I'm no physicist. I just want to be clear on that. The subject does come up with some fascinating things though. If I'd been better at mathematics, I'd have been interested in taking that route.
This week, New Scientist talks about time travel. Again, you can't see all of it unless you subscribe or get hold of a copy but here's the gist of it (based on my limited understanding).
In 2008, the Large Hadron Collider starts up. I don't know for sure what a hadron is or how big it is, but the LHC is very big indeed. It will accelerate tiny particles to enormous speeds and smash them into each other. This is what happens when you let child-geeks play marbles, you realise. They can't just stick with the little glass balls. They have to develop the theme - to make it harder they use subatomic particles and massive magnets to accelerate them. It does sound like enormous fun. I wonder if 'Hadron' is Greek for 'marble'?
The thing is, this LHC sends particles so fast that their collisions could rip a hole in space-time and form a wormhole to the future. A very little wormhole, only big enough for subatomic particles to pass through, but it would nonetheless be the first definite transport of an object through time.
The article says that 'time travel, if it's possible at all, would only be possible as far back as the invention of the first time machine'. I didn't (and still don't fully) understand why this would be but I suspect it's to do with the wormhole idea. A wormhole created in the future would have to link to one in the past. We've never created a wormhole yet. Until we do, the future people can't link to it. Something like that. I think. If the calculations of physics are right, we could be on the verge of the time travel era but only as far back as now. That's great for people in the future but not a lot of use to us.

================================

- _Required tasks_
[1] Translate this sentence from the time travel post into Spanish: "In 2008, the Large Hadron Collider starts up."
[2] From the time travel post, quote the part that opens with the words containing "This week, New" and closes with "Greek for 'marble'?".
Rely only on the time travel post when working through what comes next.

Collection entries
================================

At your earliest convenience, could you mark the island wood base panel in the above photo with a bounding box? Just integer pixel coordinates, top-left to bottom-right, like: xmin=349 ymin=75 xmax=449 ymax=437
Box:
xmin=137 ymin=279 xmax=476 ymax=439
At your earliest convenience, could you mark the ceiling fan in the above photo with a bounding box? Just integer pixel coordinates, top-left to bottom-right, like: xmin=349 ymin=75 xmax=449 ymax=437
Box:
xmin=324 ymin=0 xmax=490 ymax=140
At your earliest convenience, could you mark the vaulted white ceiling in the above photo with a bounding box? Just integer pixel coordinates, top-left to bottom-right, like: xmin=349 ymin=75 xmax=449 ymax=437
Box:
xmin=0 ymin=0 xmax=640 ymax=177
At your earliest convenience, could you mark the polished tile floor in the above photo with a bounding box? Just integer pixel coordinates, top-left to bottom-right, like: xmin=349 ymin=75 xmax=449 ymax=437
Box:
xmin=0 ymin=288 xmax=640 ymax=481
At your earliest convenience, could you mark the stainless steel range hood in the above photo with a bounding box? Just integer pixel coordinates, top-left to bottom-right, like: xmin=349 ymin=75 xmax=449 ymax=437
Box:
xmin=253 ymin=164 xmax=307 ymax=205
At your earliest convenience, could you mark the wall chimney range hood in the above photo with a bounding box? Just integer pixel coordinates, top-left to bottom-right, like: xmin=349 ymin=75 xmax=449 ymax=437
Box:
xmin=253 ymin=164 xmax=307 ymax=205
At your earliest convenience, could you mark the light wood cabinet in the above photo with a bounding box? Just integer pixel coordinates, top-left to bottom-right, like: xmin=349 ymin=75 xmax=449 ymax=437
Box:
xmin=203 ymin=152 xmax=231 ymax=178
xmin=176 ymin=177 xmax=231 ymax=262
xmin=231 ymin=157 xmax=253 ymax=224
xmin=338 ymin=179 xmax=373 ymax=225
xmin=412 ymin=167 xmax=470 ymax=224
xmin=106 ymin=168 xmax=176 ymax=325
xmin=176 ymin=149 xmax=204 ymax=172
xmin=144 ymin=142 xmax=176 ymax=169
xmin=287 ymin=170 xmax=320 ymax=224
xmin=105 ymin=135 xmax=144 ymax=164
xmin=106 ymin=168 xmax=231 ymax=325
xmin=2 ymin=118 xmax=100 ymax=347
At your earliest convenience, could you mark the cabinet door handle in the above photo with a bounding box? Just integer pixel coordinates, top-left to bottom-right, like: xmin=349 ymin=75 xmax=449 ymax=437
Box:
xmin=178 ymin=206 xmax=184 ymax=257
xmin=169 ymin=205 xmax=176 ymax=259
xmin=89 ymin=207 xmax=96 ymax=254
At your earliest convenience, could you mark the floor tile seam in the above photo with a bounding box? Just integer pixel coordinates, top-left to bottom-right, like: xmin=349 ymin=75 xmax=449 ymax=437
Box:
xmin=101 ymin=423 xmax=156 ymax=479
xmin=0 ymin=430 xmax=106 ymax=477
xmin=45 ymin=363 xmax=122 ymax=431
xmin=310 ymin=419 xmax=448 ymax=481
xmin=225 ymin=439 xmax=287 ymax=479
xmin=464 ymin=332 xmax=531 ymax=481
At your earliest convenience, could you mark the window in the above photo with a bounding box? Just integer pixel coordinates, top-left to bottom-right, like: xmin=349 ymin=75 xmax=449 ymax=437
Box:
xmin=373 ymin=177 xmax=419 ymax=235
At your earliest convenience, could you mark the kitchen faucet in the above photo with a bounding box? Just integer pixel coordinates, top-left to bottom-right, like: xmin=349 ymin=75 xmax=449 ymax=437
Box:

================================

- _Responses_
[1] En 2008, el Gran Colisionador de Hadrones se pone en marcha.

[2]
This week, New Scientist talks about time travel. Again, you can't see all of it unless you subscribe or get hold of a copy but here's the gist of it (based on my limited understanding).
In 2008, the Large Hadron Collider starts up. I don't know for sure what a hadron is or how big it is, but the LHC is very big indeed. It will accelerate tiny particles to enormous speeds and smash them into each other. This is what happens when you let child-geeks play marbles, you realise. They can't just stick with the little glass balls. They have to develop the theme - to make it harder they use subatomic particles and massive magnets to accelerate them. It does sound like enormous fun. I wonder if 'Hadron' is Greek for 'marble'?